I've come so far in such a relatively short amount of time.  I know this.  I just also know what my body and mind are in need of, and right now... They need a breather.

Thursday, April 7, 2011

Long and winding stairs

Tonight at work, it was payday.  Which means running all over backstage at the theater trying to find the people before it gets too close to show time. 

The actors' dressing rooms are up this long, circling staircase (last rooms are on the fourth floor) and then wardrobe, hair and the musicians are in the basement.  As the evening started, I took my time walking around trying to find everyone but as time ticked away and I still had a stack of checks in my hands, my pace picked up and pretty soon I was flying up and down those stairs looking for everyone.   By the time the curtain rose, I had finally managed to find everyone and I realized something...

I wasn't even breathing heavy.

Nine months ago I would have been in agony had this been required of me.  I would barely have been able to make it to the top of the stairs once with stopping and gasping for breath.  Now, it was just a normal day in my life. 

It was a nice non-scale victory.  Just one of those little things in life that most people don't really think is that difficult and therefore don't realize its significance.  I hope that as I maintain my weight I am still reminded of these little victories from time to time.  I don't ever want to get to the point where I take these things for granted.

Wednesday, April 6, 2011

Weigh In Wednesday: 4/6/11

Starting Weight: 310.0
Last Week Weight: 253.6
Current Weight: 251.2
Loss: 2.4
Total Loss: 58.8

I'm not going to lie, I'm shocked.  I really expected to not lose anything, or worst case scenario, see a slight gain.  I'll take it, not complaining!  Still do need to get better about logging my calories again and making sure I keep up with the running.  Also (and I've said this so many times before...) I need to really start cross training and strength training.  There are definitely parts of my body that running just neglects (I'm looking at you arms and stomach!) and I want them to look as good as my legs do.

Anyway, here's to hitting 250 next week!!

- _Extracted data_
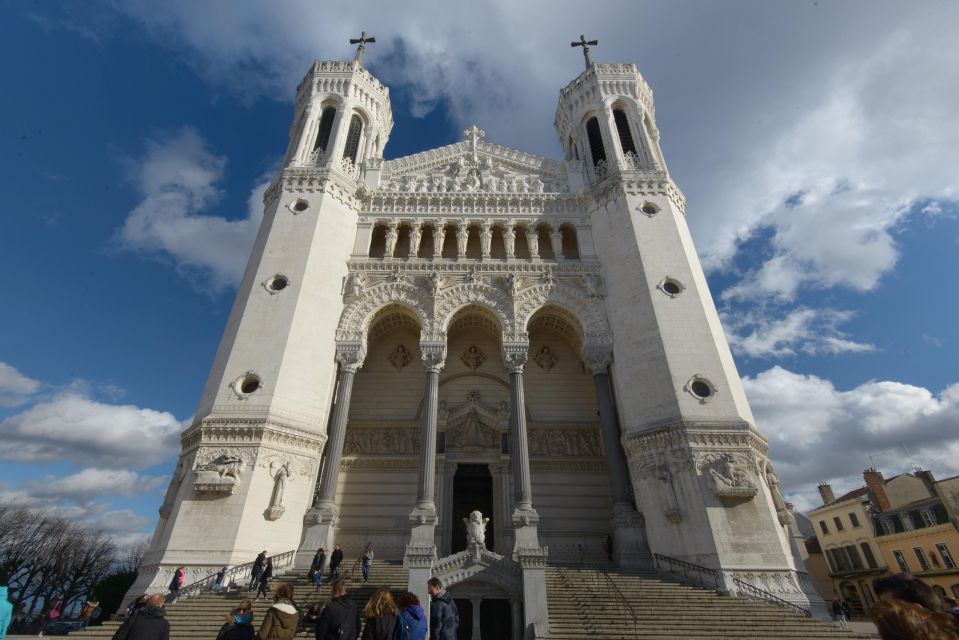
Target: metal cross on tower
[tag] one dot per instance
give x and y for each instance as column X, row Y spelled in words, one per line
column 585, row 44
column 362, row 40
column 474, row 133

- _Directives_
1) Answer these from the weight-loss blog:
(a) On which floor are the last of the actors' dressing rooms?
(b) What "Current Weight" appears in the April 6 weigh-in?
(c) Which two body parts does the writer say running neglects?
2) Please resume the weight-loss blog from where it stops.
The items are separate material and have no connection to the weight-loss blog.

- _Responses in order_
1)
(a) The fourth floor.
(b) 251.2.
(c) Arms and stomach.

2)
Tuesday, April 5, 2011

Oy


Today was a very stressful and busy day at work.  Like one of those days where you can't keep all of the things on your to-do list straight and your brain starts to hurt.  We are gearing up for our Opening Night at the end of this month and with that comes increased levels of stress.  As I was leaving the office tonight (because my eyes had started to go crossed and my stomach began to eat itself) I looked up and saw the infamous golden arches across the street.  At that moment, they were like a gift from heaven.  Nothing could stop my feet from crossing the street and ordering my Chicken McNuggets with Sweet N' Sour sauce.
As I wipe my hands on a napkin and slurp down my Diet Coke I, of course, start to ponder whether or not it was worth it.  Did it taste good?  Um, yes. Was it worth the number of calories?  Most likely not.  But do I care at this moment?  Not really.  Why?  Because this is a life long journey, and its just silly for me to think that I am never going to eat McDonald's again.  It's been quite a long time since I've had anything from there and considering how much I used to eat there, that's a huge improvement.  The difference is that now I know that I can have my french fries and walk away.  Before it would just feed the need for more.  I probably should feel worse about having caved, but I just don't.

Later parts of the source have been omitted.